------ Passage ------

As you consider the forage, hay, and supplementation that your livestock will have access to, also be conscious of the fact that the growing fetus will be taking more and more space usually occupied by the stomach(s) and rumen as the birth approaches. This means that the mother will be needing to pull more nutrition out of less available space as the baby grows and places higher demands on her body. Plan for her to eat smaller amounts with more frequency, and understand that she will need higher quality feeds to help her with this difficult task.

It is often necessary to divide your herd into two or more management groups by age or weight in order to maintain ideal body conditions with the diverse needs of individuals within your herd. Larger, dominant, un-bred, or more aggressive animals can be managed together in one group and smaller, younger, or more submissive animals in another. Dividing your stock into multiple groups based on their needs means that you can offer each group a ration better suited to their needs. It also allows more equal access to the feed, water and minerals when the members of the group are more evenly matched.

Beyond general body condition, it is important to provide your animals the vitamin and mineral resources they require. Depending on your soil types, region, and livestock species, many health effects can be seen as a result of unbalanced minerals. During pregnancy, birth, and lactation, deficiencies that would otherwise have been subclinical can become aggravated by the high demands on the mother’s body and become a source of health problems. New livestock can also go quickly downhill if they are deficient in necessary nutrients.

For example, a selenium deficiency can cause White Muscle Disease (also known as nutritional myopathy) in lambs, calves, and foals. This disease impairs the cardiac and skeletal muscles of young stock and, if left untreated, often results in death. Trace minerals can be quite difficult to manage in pasture systems. Many methods exist to support the needs of your livestock ranging from free-choice options to feed additives or injections. I would advise seeking council from your veterinarian about the best way to ensure your livestock have a good balance of needed minerals. Taking the time to create a good system will help you avoid the detrimental effects of deficiencies.

Keeping a clean environment for your livestock will help throughout gestation, birth, and life. Depending on the species you raise, there are many infections—including abortive infections—that will affect the health of your livestock and their ability to carry a baby to full term and deliver successfully. Before and after birth, general sanitation around your housing and pasture will help reduce chances for infections. Water should be clean. Bedding should be kept clean and dry. Make certain that your housing options have clean air circulating. Also, keep watch for new little ones who collect meals from several mothers. With sheep, they’ll usually have a dirty face, which is a tell-tale sign that they’ve been sneaking in from behind in the hopes of going unnoticed. Their mother may have abandoned them, may not be able to produce the needed nutrition, or may be suffering from an infection causing them to be protective of tender teats. As that little one sneaks a suckle from various sources, it can spread infection and create a much larger and more serious problem for you to manage. If you see these behaviors, you may want to offer supplemental nutrition in the form of bottle or bucket feedings and take the time to inspect the mother (and possibly the whole group) for signs of infection, deficiencies, or disease.

Whether you are calving, lambing, farrowing, kidding, foaling or otherwise, thinking ahead can help save you a lot of heartache down the road. Testing your forage, balancing a ration to meet your animals’ needs, and making sure the environment is set up for your livestock’s success will ensure a healthy pregnancy, encourage an easy birth, and promote a good start for your new young stock.

Lauren Langworthy is an organic specialist at MOSES.

------ Provided information ------

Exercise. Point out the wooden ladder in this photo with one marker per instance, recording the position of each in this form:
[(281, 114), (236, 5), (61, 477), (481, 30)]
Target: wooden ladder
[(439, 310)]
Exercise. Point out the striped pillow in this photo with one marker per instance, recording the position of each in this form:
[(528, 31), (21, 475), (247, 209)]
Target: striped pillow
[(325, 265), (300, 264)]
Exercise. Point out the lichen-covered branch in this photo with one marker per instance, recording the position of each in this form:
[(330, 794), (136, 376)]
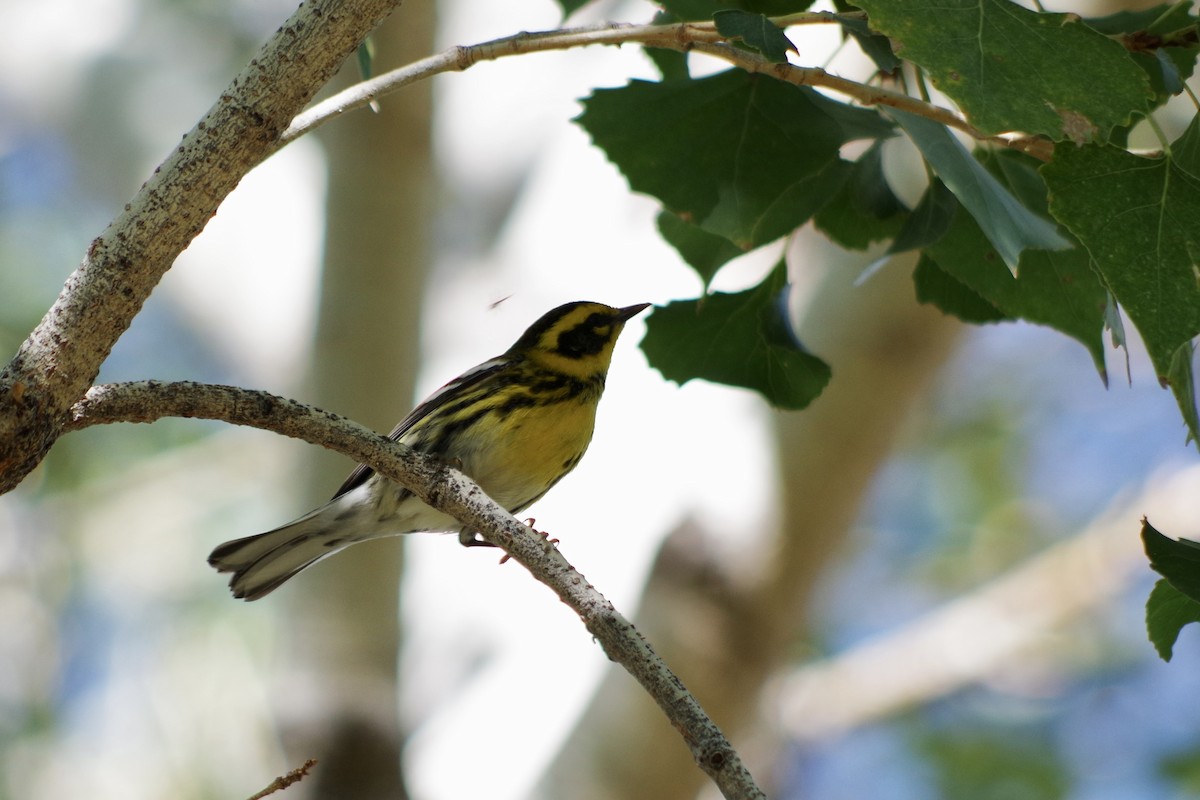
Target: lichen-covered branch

------

— Study questions —
**1)** Quote the passage on caring for pregnant livestock from "Whether you are" to "specialist at MOSES.".
**2)** According to the passage on caring for pregnant livestock, what disease can a selenium deficiency cause in lambs, calves, and foals?

— Answers by task —
**1)**
Whether you are calving, lambing, farrowing, kidding, foaling or otherwise, thinking ahead can help save you a lot of heartache down the road. Testing your forage, balancing a ration to meet your animals’ needs, and making sure the environment is set up for your livestock’s success will ensure a healthy pregnancy, encourage an easy birth, and promote a good start for your new young stock.

Lauren Langworthy is an organic specialist at MOSES.

**2)** White Muscle Disease, also known as nutritional myopathy.